— Excerpted text —

Gimbal Video, USS Roosevelt

Approximately 35-second ATFLIR video showing an apparently rotating glowing object filmed by an F/A-18F from the USS Theodore Roosevelt strike group, with audio capturing aircrew reactions to a 'whole fleet' of similar objects.

Source material

The original photographs, video, audio, and supporting documents for this case are hosted by the originating agency. Direct embedding will be added to this page as the corpus is mirrored into our reference archive.

AARO records
Incident date
2015-01-21
Released
2017-12-16
Source
DOD
Location
Atlantic Ocean, off Jacksonville
Sensors
ATFLIR (mid-wave infrared), Aircrew testimony
Media
video, document
Pages
4
Last verified
2017-12-16

Official description

Mid-wave infrared video captured during a routine training mission off the U.S. East Coast. Released to the public via The New York Times and To The Stars Academy in 2017, then formally acknowledged by the Department of Defense in April 2020.

Editor's context

Subsequent analyses are divided. Independent analyst Mick West has argued the apparent rotation is a gimbal lock artifact of the ATFLIR optics combined with a distant infrared source. The Scientific Coalition for UAP Studies (SCU) and other analysts have argued the rotation is a genuine physical motion. Both sides cite the same video.

Prevailing explanation

What scientists and analysts generally think

Among technical analysts the leading explanation is an ATFLIR gimbal-lock artifact: as the aircraft maneuvers, the camera mount reaches a rotational limit, causing a real distant infrared source (possibly a distant aircraft) to appear to rotate. This is the explanation most-often advanced by Mick West and others; it remains contested by analysts who argue the object's behavior cannot be fully accounted for by gimbal mechanics alone.

— Brief 1 —
In the listing below, count the lines that contain the string "wall", and give only the number.

— Dataset —
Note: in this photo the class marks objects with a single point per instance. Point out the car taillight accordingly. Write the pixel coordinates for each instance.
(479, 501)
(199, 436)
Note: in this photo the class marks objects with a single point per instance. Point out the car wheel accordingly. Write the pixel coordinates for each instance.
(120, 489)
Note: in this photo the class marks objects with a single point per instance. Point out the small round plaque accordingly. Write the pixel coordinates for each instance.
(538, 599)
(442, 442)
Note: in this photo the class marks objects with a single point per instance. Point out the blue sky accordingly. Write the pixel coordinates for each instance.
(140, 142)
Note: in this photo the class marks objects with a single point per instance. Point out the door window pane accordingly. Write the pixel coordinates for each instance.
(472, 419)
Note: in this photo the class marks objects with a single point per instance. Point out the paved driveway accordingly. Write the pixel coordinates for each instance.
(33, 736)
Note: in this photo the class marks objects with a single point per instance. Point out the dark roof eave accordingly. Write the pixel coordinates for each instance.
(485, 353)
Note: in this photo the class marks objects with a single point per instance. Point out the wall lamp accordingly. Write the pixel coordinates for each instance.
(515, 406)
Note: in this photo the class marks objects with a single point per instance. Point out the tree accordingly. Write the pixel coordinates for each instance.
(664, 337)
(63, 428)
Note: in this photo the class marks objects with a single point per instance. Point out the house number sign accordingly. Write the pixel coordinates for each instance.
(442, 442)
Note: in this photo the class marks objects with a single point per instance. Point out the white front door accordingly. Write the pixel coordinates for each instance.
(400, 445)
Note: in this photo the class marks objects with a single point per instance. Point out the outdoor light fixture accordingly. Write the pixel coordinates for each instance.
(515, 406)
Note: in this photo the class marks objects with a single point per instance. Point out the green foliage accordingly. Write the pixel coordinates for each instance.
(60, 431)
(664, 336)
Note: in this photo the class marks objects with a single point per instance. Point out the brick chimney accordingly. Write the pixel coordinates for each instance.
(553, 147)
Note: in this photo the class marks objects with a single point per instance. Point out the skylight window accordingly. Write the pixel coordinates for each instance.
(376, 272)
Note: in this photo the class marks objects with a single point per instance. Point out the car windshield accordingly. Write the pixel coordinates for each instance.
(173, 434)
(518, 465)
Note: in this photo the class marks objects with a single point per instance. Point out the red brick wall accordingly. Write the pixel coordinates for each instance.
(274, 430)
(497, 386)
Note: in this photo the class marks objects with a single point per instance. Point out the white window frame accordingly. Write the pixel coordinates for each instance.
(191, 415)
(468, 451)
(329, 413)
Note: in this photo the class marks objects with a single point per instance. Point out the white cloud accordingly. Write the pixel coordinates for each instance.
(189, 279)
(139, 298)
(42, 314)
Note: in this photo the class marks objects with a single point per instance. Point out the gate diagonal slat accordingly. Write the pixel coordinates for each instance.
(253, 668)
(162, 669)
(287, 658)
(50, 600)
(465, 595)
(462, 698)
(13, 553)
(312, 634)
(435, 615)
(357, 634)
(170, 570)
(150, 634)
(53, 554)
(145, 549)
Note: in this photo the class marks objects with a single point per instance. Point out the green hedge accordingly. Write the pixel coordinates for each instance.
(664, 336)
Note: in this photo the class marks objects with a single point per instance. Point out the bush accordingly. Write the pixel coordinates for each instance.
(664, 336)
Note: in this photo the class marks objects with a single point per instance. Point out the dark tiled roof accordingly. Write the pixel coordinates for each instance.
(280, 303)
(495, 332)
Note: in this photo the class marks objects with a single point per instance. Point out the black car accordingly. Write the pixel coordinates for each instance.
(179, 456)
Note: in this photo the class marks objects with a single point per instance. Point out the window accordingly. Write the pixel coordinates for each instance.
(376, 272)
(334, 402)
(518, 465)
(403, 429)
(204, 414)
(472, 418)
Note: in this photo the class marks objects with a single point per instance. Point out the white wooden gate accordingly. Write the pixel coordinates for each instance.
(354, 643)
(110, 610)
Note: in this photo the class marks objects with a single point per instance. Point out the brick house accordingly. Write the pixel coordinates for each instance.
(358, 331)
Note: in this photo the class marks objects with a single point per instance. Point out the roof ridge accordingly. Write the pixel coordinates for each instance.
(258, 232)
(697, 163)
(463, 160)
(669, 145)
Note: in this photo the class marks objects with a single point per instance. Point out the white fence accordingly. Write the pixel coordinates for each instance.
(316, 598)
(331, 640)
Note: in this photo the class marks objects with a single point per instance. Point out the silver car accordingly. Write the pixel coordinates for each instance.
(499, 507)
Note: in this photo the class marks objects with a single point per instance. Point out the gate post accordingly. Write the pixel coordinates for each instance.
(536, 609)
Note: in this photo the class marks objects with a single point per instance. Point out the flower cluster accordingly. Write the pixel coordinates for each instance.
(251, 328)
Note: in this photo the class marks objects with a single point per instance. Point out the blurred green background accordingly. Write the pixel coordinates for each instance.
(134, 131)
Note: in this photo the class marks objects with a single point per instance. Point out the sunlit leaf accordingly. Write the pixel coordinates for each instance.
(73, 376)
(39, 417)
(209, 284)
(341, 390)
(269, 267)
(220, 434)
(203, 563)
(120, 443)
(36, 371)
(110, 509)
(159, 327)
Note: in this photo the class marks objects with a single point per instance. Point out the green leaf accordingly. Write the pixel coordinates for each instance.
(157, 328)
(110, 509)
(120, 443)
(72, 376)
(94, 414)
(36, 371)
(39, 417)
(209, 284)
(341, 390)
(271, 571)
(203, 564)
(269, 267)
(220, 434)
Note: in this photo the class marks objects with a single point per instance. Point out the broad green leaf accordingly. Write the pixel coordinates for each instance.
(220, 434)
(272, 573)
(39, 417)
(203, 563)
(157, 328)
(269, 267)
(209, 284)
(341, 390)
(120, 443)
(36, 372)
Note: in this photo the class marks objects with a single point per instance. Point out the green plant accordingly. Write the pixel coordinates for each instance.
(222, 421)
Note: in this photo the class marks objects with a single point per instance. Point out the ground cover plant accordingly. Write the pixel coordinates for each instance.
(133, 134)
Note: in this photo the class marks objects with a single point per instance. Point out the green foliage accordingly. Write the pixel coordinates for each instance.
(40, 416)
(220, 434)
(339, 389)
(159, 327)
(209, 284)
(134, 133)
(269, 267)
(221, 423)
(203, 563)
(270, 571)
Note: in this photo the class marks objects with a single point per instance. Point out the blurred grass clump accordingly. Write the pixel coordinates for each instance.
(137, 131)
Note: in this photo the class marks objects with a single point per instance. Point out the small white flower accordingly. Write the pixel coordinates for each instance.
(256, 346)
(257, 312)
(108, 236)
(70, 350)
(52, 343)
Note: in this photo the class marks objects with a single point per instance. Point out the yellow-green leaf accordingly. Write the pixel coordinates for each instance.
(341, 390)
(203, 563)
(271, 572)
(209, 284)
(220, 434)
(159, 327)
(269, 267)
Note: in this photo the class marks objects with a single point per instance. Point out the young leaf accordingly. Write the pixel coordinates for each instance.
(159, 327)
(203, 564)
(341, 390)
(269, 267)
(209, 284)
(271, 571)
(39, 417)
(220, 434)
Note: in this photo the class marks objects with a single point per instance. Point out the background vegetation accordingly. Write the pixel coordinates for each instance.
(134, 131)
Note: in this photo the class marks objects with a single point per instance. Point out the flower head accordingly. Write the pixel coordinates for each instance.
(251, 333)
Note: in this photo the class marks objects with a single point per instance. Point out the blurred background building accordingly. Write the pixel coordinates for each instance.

— Brief 2 —
From the text about the Gimbal video, return the passage that opens with the words containing "Prevailing explanation" and closes with "gimbal mechanics alone.", copied word for word.

— Task result 1 —
2

— Task result 2 —
Prevailing explanation

What scientists and analysts generally think

Among technical analysts the leading explanation is an ATFLIR gimbal-lock artifact: as the aircraft maneuvers, the camera mount reaches a rotational limit, causing a real distant infrared source (possibly a distant aircraft) to appear to rotate. This is the explanation most-often advanced by Mick West and others; it remains contested by analysts who argue the object's behavior cannot be fully accounted for by gimbal mechanics alone.